**Source**.
-- Start --

APRIL 17, 2022 | Issue 11
TO REPORT OR NOT TO REPORT?
For many of you, it's a holiday weekend and I'm expecting that crypto news is taking a back seat to family, festivities, and last minute tax issues.
I deliberated whether or not to skip this week. However, I woke up motivated to kick out an issue. It's a bit more concise than recent issues, but I am sure you'll find this issue just as valuable.
I hope you had a wonderful weekend. Have a great week and stay crypto curious! Rich Hopen email@example.com
908.917.7926 PS. You can find all CNR newsletters here.
CRYPTO & REAL ESTATE
On April 13, 2022, Propy sold its second NFT property for $215,000. The sale was not profitable given that public records show that Propy was the seller and they paid $215,000 for the property on January 24, 2022.
The NFT was listed on the MLS for $185,000 even though the listing agent shared a CMA showing a $220,000 market value.
It will be interesting to see if NFTs become a more profitable way to sell houses than today's traditional method.
▸ Congress Focusing on Stablecoins
Republican Senator Pat Toomey, said "Stablecoins are the logical place to start and the place where there's the most interest in starting."
Stablecoins are a cryptocurrency that is tied to fiat (government issued) currency. The purpose of stablecoins is to counter crypto's volatility. The stability comes from linking the coins to a reserve of fiat currency or a commodity like gold.
Congress is looking at safeguards to ensure that adequate reserves exist so that buyers can redeem their stablecoins for currency.
The debate will focus on ho strictly to regulate the stablecoins. They could be regulated similar to banks or given a lot more leeway.
In 2021, the largest stablecoin, Tether, was investigated by the Commodity Futures Trading Commission for misrepresenting its dollar reserves. A $21 million settlement was reached. Common sentiment among industry leaders is that no legislation will be enacted until the next congressional session. The stablecoin market is $185 billion. The Wall Street Journal reported that dozens of the top stablecoins have grown 500% this past year. Circle Internet Financial announced it will apply for a banking license. Circle issues USD Coin and announced this week that it raised $400 million from BlackRock and Fidelity.

-- End --

**Recorded information**.

-- Start --

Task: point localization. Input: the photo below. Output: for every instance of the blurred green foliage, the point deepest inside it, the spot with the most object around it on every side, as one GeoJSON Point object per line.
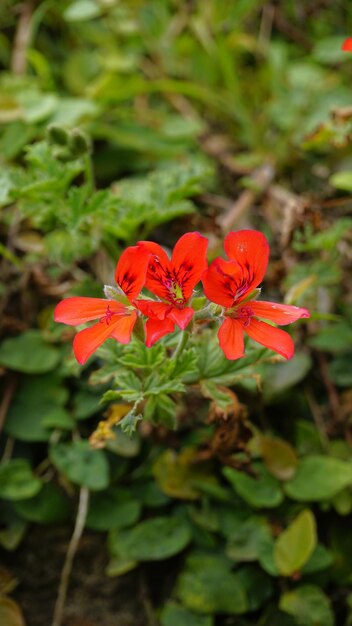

-- End --

**Given task A**.
Give a two-sentence summary of the crypto newsletter.
**Given task B**.
Pick up the crypto newsletter at its final sentence and keep writing it.

**Task answer A**.
On April 13, 2022, Propy sold its second NFT property for $215,000, the same amount it paid for the property in January, so the sale was not profitable. Congress is focusing on stablecoins, cryptocurrencies tied to fiat currency or a commodity like gold, and is looking at safeguards to ensure adequate reserves, though industry leaders expect no legislation until the next congressional session.

**Task answer B**.
▸ NFTs in Hollywood
An all-things-NFT event in Los Angeles, lots of celebrities promoted their favorite NFTs.
Mark Cuban talked about the metaverse and his projects. Cuban brought Charlie Sheen on stage who admitted he didn't understand NFTs.
An event highlight was a metaverse installation that combined virtual reality with sensory feedback.
▸ Michael Lewis on Crypto Markets – "It's far more egalitarian than the stock market."
Best-selling author Michael Lewis who has written numerous books about finance, sports, and government, was asked in a Yahoo! Finance interview about the SEC only regulating a small part of where wealth is created.
Lewis agreed with the premise that most of the money earned goes to private equity firms, venture capital firms, and investment banks.
He said that crypto is building a separate financial structure unlike our current system and "it eliminates the middlemen." "When money is on a crypto exchange, you're not paying a broker to move your money. There aren't high frequency traders who pay for faster information about the exchange." Lewis said, "The whole gerry-rigging of the stock market isn't happening there. It's really clean. The mechanisms to build this are far more egalitarian. Participants in the marketplace aren't privileged in relationship to one another in the same way they are in the stock market."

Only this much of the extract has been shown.